▶ [Work required] Reproduce each of the lines word for word.

▶ [Collection entries]
BEGIN
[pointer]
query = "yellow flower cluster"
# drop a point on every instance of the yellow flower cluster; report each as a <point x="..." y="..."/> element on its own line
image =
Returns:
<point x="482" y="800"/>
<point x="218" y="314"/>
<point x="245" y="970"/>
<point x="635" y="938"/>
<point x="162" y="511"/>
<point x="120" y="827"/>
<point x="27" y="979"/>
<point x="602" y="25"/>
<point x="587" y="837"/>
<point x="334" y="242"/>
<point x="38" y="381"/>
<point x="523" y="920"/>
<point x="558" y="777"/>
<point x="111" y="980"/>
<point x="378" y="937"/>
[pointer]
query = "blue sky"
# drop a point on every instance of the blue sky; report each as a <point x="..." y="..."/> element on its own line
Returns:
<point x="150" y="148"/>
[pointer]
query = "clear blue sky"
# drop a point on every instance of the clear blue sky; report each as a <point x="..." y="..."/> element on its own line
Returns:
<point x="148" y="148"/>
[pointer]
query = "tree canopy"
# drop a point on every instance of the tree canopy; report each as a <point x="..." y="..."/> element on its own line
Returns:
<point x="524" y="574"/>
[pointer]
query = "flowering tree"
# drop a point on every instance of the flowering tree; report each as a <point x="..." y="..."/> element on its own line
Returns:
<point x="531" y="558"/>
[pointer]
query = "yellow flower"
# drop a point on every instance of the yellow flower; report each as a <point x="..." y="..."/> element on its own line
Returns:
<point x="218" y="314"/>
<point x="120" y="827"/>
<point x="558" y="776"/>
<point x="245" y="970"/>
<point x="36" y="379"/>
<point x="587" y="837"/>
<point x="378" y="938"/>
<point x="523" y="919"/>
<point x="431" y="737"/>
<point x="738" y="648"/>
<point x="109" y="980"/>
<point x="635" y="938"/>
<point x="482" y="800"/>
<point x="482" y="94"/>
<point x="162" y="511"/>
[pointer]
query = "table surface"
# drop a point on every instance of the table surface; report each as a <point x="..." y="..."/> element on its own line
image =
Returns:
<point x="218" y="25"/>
END
▶ [Response below]
[pointer]
query = "yellow flower cluster"
# drop a point on every instance of the yellow flower cluster; report each as a <point x="..." y="..."/> element on its own line
image =
Returns:
<point x="482" y="800"/>
<point x="218" y="314"/>
<point x="245" y="970"/>
<point x="635" y="938"/>
<point x="162" y="511"/>
<point x="120" y="827"/>
<point x="27" y="979"/>
<point x="602" y="25"/>
<point x="587" y="837"/>
<point x="334" y="242"/>
<point x="38" y="381"/>
<point x="523" y="920"/>
<point x="558" y="777"/>
<point x="111" y="980"/>
<point x="378" y="937"/>
[pointer]
query = "blue sky"
# drop a point on every instance of the blue sky; report each as a <point x="..." y="..."/> element on its own line
Returns:
<point x="150" y="148"/>
[pointer]
query = "clear blue sky"
# drop a point on every instance of the clear blue sky; report each as a <point x="..." y="..."/> element on its own line
Returns:
<point x="148" y="148"/>
[pointer]
query = "tree canopy"
# drop a point on every instance of the tree canopy; report each as a <point x="..." y="..."/> element on its own line
Returns:
<point x="524" y="574"/>
[pointer]
query = "flowering tree"
# drop a point on every instance of the flowering tree; report each as a <point x="..." y="..."/> element on its own line
Returns:
<point x="531" y="558"/>
[pointer]
query = "yellow flower"
# drop a point on every instance of the yellow flower; report each as a <point x="..." y="..."/> element on its own line
Returns:
<point x="218" y="314"/>
<point x="120" y="827"/>
<point x="558" y="776"/>
<point x="245" y="970"/>
<point x="36" y="379"/>
<point x="587" y="837"/>
<point x="378" y="938"/>
<point x="523" y="919"/>
<point x="431" y="737"/>
<point x="738" y="648"/>
<point x="109" y="980"/>
<point x="635" y="938"/>
<point x="482" y="800"/>
<point x="482" y="94"/>
<point x="162" y="511"/>
[pointer]
query = "table surface"
# drop a point on every instance of the table surface; report each as a <point x="..." y="..."/> element on its own line
image =
Returns:
<point x="218" y="25"/>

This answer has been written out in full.